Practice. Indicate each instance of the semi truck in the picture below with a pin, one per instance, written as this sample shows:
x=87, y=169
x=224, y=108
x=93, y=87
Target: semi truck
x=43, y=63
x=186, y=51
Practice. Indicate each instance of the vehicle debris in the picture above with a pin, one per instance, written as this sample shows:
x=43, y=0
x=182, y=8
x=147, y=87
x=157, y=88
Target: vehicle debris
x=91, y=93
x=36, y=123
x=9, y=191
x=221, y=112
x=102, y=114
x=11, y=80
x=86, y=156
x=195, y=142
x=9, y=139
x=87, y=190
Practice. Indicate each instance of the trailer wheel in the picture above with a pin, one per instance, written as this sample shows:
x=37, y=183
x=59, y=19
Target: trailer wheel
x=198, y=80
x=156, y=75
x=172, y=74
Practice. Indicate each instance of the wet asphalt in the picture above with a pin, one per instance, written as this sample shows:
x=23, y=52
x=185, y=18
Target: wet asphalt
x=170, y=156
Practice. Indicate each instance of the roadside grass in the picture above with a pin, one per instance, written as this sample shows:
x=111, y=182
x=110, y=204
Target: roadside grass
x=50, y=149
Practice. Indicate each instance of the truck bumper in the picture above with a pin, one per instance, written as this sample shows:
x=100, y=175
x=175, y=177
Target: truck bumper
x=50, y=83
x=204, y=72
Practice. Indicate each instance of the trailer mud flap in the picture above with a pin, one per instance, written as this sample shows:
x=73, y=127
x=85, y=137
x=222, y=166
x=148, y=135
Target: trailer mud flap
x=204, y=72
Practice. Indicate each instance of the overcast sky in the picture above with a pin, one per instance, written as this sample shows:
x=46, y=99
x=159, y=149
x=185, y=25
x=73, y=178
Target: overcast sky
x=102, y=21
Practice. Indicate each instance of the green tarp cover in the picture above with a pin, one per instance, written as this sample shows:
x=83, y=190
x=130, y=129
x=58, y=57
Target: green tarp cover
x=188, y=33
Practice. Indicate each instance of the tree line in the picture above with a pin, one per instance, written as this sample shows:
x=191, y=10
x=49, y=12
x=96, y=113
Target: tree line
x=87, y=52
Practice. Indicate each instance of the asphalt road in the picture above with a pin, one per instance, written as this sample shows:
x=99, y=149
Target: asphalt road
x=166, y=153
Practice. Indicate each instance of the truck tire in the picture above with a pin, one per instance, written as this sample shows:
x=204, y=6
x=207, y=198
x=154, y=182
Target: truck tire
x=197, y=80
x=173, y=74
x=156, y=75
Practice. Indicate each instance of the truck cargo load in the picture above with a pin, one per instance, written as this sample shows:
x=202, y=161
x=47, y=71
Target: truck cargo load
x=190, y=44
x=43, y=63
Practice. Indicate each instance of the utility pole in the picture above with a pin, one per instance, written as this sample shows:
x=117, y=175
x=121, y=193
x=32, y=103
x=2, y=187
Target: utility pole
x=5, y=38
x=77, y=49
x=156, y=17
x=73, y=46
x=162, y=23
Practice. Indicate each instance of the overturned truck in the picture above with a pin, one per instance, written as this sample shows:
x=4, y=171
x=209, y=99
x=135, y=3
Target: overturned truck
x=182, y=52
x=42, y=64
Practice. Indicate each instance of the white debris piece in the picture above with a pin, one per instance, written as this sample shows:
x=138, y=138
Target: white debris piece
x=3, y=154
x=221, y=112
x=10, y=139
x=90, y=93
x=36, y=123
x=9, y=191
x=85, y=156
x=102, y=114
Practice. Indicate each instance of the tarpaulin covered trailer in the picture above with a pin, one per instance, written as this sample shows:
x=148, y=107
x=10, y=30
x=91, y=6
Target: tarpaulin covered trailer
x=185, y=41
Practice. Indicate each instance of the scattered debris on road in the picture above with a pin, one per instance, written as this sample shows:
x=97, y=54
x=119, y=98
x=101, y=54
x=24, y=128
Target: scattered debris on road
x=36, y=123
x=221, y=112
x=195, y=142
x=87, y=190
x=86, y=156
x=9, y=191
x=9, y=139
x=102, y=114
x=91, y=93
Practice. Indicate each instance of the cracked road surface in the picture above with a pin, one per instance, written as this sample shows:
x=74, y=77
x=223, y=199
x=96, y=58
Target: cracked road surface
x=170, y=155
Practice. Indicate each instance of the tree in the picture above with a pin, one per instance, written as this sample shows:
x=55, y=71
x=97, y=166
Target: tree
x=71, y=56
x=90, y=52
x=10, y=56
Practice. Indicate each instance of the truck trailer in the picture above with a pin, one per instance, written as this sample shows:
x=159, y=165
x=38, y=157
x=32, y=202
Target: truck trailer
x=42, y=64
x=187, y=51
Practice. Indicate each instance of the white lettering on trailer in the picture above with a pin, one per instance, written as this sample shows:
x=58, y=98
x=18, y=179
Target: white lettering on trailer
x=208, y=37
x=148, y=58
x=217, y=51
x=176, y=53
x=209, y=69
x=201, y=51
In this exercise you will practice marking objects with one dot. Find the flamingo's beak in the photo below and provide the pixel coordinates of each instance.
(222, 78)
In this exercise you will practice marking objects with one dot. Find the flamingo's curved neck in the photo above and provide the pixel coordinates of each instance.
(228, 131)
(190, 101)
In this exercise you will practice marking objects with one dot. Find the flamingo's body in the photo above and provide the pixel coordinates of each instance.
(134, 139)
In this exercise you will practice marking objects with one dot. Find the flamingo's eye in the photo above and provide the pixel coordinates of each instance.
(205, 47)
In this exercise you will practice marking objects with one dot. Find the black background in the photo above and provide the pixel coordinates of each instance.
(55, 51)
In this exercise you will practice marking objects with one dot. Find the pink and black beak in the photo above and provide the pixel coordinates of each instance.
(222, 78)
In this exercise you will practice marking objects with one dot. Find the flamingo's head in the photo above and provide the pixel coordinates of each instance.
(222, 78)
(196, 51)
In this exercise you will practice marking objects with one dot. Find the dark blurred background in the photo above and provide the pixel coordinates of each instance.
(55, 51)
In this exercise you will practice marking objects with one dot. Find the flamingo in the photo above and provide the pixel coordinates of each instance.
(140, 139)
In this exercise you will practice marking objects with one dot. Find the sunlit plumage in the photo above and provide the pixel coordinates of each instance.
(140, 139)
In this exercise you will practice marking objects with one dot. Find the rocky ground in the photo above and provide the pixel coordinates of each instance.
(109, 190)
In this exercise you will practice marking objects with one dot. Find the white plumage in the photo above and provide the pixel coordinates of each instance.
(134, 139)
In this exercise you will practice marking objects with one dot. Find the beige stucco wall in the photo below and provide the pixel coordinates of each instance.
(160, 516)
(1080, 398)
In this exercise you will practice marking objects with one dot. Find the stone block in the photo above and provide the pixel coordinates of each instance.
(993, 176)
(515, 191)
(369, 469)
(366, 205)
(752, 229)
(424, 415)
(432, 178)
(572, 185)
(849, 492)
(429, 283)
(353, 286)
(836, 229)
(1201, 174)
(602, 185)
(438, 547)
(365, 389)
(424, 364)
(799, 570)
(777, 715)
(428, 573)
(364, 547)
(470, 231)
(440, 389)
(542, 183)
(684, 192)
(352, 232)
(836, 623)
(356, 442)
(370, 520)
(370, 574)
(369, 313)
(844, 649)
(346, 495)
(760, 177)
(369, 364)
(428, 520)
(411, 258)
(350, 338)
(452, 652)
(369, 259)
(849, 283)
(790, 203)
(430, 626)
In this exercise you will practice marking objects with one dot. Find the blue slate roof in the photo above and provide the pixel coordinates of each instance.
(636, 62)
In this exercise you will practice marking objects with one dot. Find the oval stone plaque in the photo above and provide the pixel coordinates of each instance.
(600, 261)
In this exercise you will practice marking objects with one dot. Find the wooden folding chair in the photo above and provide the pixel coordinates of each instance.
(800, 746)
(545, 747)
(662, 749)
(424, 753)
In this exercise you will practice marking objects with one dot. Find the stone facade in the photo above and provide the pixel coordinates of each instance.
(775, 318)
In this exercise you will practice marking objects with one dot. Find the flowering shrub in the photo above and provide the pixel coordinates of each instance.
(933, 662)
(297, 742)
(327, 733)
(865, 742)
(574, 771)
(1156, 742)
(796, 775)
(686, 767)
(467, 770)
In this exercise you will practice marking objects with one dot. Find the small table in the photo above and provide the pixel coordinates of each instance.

* * * * *

### THE EXERCISE
Turn the listing lines into a JSON list of strings, one string per line, with blank lines left out. Begin at the line that has "Practice. Indicate each instance of the cracked" and stop after the line that has "x=170, y=155".

### FULL ANSWER
[
  "Practice. Indicate each instance of the cracked road surface in the picture above with a pin, one per instance, written as this sample shows:",
  "x=74, y=77",
  "x=223, y=199",
  "x=96, y=58",
  "Target: cracked road surface",
  "x=170, y=155"
]